■ ACTION ITEM ■
In the records below, find the line that contains "of the tree" and the line that contains "of the hiker". Set down exactly those lines and every line between them, and nothing more.

■ Extracted records ■
========

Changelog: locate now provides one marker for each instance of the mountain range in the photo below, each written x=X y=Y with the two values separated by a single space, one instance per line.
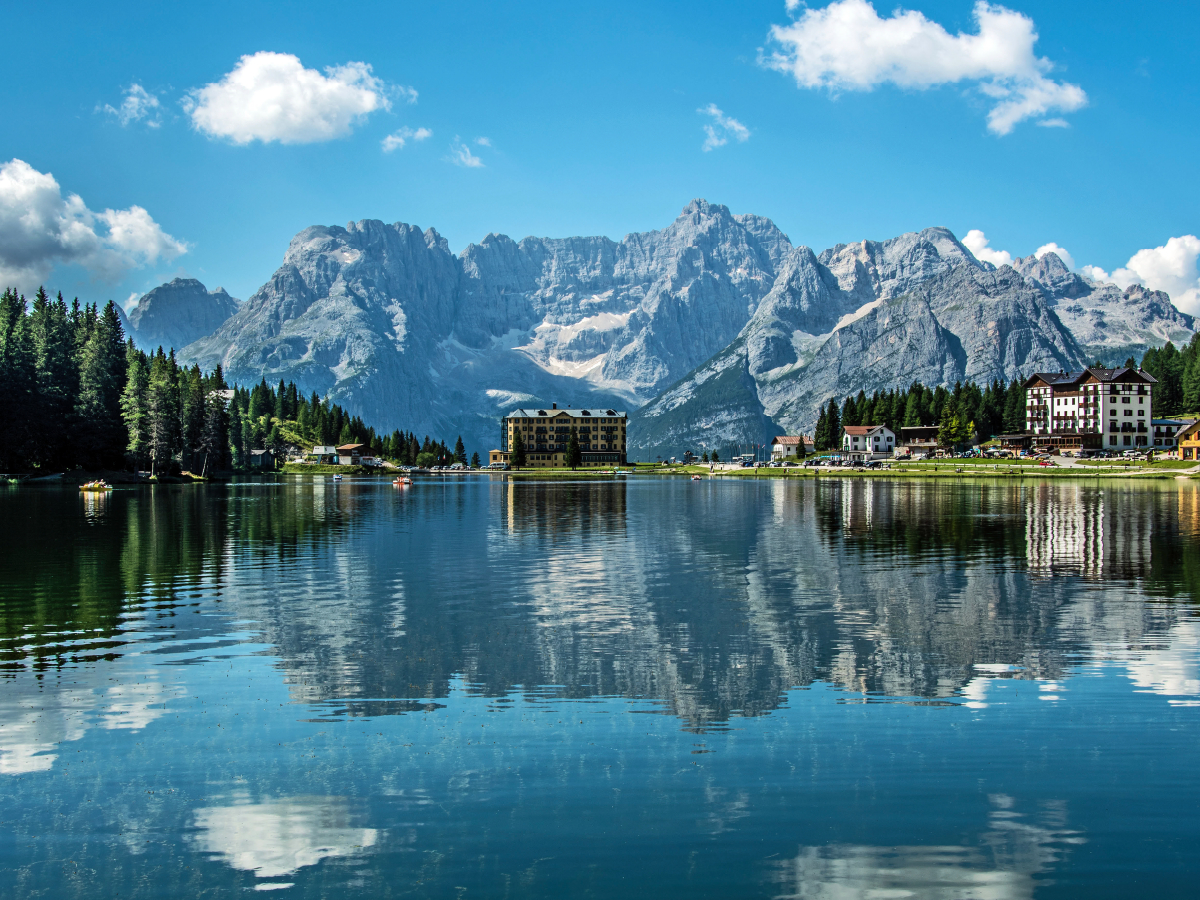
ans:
x=713 y=330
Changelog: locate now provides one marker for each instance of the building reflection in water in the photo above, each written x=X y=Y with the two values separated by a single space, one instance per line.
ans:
x=1086 y=531
x=712 y=599
x=1001 y=865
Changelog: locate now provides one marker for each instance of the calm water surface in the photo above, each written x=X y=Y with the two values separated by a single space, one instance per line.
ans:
x=655 y=688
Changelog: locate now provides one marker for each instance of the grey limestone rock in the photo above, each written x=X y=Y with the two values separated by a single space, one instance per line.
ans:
x=175 y=313
x=715 y=329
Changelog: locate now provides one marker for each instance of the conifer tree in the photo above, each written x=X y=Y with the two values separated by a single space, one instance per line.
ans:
x=834 y=427
x=102 y=371
x=162 y=413
x=135 y=405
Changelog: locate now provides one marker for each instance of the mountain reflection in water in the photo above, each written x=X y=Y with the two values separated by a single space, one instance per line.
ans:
x=649 y=687
x=711 y=599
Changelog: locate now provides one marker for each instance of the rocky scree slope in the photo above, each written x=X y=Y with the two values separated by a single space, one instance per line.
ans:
x=867 y=316
x=715 y=329
x=384 y=319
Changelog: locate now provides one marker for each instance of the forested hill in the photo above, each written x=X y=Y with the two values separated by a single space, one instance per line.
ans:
x=76 y=393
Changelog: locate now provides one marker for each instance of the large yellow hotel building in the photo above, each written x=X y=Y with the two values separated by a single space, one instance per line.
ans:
x=600 y=432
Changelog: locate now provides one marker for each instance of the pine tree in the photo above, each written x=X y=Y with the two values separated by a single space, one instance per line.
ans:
x=162 y=413
x=849 y=413
x=833 y=427
x=55 y=377
x=912 y=408
x=213 y=447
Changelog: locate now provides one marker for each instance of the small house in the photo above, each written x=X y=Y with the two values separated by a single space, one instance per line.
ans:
x=1189 y=442
x=349 y=454
x=1165 y=431
x=868 y=442
x=791 y=447
x=262 y=460
x=918 y=439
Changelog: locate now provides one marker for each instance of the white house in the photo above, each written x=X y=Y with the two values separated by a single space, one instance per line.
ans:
x=1165 y=431
x=1097 y=408
x=790 y=447
x=868 y=442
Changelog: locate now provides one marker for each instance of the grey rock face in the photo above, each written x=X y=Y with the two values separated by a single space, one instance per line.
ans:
x=717 y=327
x=966 y=323
x=175 y=313
x=387 y=321
x=1108 y=322
x=813 y=294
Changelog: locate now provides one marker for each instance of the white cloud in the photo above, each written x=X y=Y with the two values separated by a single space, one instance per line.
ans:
x=846 y=46
x=399 y=138
x=138 y=105
x=721 y=129
x=279 y=838
x=271 y=96
x=1171 y=268
x=40 y=228
x=1051 y=247
x=977 y=243
x=461 y=155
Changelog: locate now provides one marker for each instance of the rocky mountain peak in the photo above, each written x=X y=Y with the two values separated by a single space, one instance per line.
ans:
x=175 y=313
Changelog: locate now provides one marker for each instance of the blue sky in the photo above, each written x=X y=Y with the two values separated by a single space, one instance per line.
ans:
x=594 y=120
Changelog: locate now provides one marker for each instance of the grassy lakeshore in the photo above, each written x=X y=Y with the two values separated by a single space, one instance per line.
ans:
x=949 y=469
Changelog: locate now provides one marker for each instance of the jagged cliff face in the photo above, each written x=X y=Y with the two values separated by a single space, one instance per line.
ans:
x=717 y=325
x=1108 y=322
x=387 y=321
x=867 y=316
x=175 y=313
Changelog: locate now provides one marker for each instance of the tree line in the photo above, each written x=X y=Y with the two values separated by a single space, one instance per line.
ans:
x=1179 y=377
x=76 y=393
x=960 y=412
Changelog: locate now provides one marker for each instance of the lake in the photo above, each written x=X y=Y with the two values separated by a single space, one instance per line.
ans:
x=485 y=688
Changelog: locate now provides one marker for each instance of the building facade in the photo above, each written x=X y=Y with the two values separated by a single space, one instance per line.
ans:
x=1093 y=409
x=546 y=432
x=918 y=439
x=1189 y=442
x=791 y=447
x=868 y=442
x=1165 y=431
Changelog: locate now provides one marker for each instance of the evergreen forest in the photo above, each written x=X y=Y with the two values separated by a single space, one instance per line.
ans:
x=76 y=394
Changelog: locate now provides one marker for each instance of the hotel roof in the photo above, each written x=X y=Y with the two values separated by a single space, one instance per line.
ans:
x=574 y=413
x=1105 y=376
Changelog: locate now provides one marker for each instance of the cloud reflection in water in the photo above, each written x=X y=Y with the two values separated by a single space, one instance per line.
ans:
x=279 y=838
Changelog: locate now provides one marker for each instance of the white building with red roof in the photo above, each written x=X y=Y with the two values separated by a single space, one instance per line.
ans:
x=868 y=442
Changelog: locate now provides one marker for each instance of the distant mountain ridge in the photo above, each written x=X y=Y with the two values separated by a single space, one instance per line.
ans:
x=175 y=313
x=717 y=329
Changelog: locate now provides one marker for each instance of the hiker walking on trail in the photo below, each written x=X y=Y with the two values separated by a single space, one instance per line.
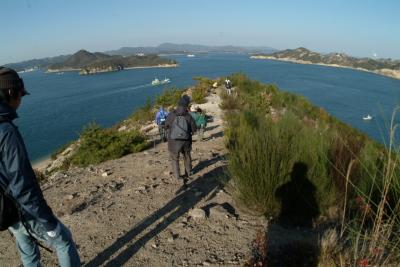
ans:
x=161 y=117
x=201 y=122
x=180 y=126
x=35 y=220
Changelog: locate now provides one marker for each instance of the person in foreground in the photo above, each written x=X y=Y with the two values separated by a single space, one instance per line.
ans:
x=180 y=126
x=16 y=174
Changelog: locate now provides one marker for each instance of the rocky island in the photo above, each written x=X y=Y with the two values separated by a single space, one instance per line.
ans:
x=92 y=63
x=386 y=67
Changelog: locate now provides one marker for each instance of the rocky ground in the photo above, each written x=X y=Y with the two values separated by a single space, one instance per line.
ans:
x=132 y=212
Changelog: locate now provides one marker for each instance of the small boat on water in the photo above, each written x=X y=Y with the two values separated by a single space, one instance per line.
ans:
x=155 y=82
x=158 y=82
x=367 y=118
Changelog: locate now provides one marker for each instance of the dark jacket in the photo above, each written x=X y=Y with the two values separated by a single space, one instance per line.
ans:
x=16 y=172
x=181 y=111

========

■ RESULT OF THE EXERCISE ■
Changelog: locate now provides one marker for each instance of the tree line in the photo above, each written x=X y=Y with the two values separated by a single space, one instance per line.
ans:
x=1179 y=377
x=76 y=393
x=960 y=412
Changelog: locate now provides one marker for each instance of the lake in the photo above, each written x=X y=Y with the two values separated by a single space, one instance per line.
ans:
x=485 y=688
Changelog: locate now provides one marker for each instance of the building facade in the photo above, each written x=X y=Y with the two values separated by a single space, one instance per line.
ans:
x=1093 y=409
x=546 y=432
x=918 y=439
x=1189 y=442
x=791 y=447
x=868 y=442
x=1165 y=431
Changelog: locate now provides one marker for each instance of the evergreen forest in the photo above, each written x=X y=Y with the two values separated by a single space, one instance per line.
ans:
x=76 y=394
Changelog: locate now provides one marker for each instance of the hotel roof in the photo above, each written x=X y=Y with the two values separated by a single space, one instance per line.
ans:
x=574 y=413
x=1105 y=376
Changelog: locate now provides one marker for each instance of the cloud reflection in water in the photo above, each written x=X y=Y with the two values separated by a single space, one instance per line.
ans:
x=279 y=838
Changelog: locate now provides one marker for each instance of the white building with red roof in the photo above, each written x=X y=Y with the two values separated by a single space, one instance per line.
ans:
x=868 y=442
Changelog: locate now provides one marker for each instance of the distant mountain ridge in the photo above, each written x=X y=Y with the two values separated by a single space, one instance per line.
ans:
x=175 y=313
x=717 y=329
Changelog: locate now provides one marker for each instance of the hiker walking on trail in the photo below, each written x=X y=Y with the two values separated by a single space, one instance per line.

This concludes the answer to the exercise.